▶ _INSTRUCTIONS TO FOLLOW_:
Each line from the one that contains "For each instance of the white wristband" to the last line of the records below must be restated word for word.

Point localization data:
----

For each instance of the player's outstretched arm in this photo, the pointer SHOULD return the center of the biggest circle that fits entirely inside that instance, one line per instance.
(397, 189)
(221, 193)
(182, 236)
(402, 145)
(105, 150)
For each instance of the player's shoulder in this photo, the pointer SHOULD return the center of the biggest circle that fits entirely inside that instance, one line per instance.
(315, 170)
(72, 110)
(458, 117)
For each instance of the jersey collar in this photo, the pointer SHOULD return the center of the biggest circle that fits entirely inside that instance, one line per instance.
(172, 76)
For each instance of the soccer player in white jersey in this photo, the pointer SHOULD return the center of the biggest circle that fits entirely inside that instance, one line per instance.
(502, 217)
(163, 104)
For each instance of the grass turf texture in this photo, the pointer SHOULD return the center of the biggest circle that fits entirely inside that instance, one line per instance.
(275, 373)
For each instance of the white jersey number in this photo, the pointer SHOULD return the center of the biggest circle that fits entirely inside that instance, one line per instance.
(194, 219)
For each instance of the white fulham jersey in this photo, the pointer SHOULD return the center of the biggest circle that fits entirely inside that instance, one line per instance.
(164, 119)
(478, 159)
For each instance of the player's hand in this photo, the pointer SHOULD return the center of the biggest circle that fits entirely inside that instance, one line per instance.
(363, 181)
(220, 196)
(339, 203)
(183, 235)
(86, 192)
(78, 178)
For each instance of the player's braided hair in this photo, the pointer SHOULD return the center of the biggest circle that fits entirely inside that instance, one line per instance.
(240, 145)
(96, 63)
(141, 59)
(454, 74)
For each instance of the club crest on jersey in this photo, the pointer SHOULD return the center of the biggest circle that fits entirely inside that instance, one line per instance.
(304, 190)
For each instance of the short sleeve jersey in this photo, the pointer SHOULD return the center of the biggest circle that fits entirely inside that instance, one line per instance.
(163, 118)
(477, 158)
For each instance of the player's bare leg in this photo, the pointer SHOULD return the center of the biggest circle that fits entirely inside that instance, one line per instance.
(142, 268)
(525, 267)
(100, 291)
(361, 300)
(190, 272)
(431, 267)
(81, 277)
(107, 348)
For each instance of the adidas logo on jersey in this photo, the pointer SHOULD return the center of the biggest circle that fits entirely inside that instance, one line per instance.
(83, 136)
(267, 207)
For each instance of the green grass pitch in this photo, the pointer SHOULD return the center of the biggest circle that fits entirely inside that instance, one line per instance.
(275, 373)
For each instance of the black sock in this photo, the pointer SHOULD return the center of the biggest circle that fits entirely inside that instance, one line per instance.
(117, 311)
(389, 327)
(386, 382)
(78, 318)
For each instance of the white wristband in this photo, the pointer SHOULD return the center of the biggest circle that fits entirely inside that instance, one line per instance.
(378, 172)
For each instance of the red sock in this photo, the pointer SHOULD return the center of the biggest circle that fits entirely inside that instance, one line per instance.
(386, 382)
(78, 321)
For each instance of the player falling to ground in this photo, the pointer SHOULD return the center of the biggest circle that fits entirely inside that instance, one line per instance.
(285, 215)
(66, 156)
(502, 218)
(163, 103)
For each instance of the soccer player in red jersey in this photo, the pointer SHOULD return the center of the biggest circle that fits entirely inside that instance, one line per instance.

----

▶ _FINISHED TASK_:
For each instance of the white wristband in this photo, the pointer SHOULD return the center of the biggest circle that fits entirely inside that instance, one line per instance.
(378, 172)
For each instance of the red sock in this photo, the pointer SHOULD return the center of the biggest circle that fits entirely inside that instance, one line per instance.
(386, 382)
(78, 321)
For each instance of the player falling to ground in this photo, the pointer SHOULD return the center of the biggest circle that fits entirely inside that instance, one line per instance.
(285, 215)
(66, 156)
(502, 218)
(163, 103)
For each instance of the soccer player in red jersey in this photo, the pointer SHOULD return the center of the biggest circle that fits entirely inside that instance, one line per instance.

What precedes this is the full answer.